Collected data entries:

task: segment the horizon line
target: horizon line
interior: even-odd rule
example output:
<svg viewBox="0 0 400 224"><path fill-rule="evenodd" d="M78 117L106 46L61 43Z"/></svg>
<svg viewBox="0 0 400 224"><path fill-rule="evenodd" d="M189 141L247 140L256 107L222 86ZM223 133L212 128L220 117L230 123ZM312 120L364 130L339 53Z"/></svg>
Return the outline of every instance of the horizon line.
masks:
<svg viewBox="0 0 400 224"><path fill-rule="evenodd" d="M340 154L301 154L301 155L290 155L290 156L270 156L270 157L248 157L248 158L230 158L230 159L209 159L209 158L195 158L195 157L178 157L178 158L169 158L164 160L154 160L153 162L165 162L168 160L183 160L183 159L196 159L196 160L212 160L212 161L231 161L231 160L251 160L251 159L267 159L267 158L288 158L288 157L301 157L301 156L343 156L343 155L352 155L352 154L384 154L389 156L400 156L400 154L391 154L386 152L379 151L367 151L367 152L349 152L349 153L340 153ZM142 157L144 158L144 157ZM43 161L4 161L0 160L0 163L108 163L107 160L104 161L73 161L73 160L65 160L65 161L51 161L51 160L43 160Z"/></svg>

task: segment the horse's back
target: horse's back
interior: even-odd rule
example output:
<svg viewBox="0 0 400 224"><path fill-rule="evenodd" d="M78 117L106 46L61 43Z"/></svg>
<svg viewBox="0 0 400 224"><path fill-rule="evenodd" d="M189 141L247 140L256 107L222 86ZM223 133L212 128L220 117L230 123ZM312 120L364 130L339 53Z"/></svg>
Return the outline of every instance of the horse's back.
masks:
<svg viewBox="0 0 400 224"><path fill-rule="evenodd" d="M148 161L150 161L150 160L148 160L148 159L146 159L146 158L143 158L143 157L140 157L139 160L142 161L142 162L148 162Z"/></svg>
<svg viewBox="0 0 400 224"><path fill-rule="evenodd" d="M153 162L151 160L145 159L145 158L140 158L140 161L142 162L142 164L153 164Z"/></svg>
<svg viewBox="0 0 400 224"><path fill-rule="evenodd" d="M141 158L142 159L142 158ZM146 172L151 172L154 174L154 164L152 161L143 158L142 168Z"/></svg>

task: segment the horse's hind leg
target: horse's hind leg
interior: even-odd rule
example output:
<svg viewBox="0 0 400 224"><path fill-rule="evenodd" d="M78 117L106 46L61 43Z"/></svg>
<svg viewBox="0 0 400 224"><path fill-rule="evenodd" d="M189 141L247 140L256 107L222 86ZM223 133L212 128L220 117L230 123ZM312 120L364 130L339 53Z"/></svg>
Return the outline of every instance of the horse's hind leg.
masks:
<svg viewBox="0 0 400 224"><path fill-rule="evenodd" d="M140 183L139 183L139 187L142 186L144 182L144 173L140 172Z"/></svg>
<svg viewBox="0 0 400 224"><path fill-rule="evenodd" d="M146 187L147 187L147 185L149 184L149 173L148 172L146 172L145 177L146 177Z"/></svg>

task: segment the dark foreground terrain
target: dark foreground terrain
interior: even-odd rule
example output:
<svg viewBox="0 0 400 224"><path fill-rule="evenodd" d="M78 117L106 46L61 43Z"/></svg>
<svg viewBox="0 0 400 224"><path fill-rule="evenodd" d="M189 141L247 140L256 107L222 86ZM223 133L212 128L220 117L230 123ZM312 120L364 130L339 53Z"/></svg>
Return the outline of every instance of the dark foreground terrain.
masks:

## Task to carry out
Gather all lines with the string "target" from the data.

## Solution
target: horizon line
target: horse's back
target: horse's hind leg
target: dark foreground terrain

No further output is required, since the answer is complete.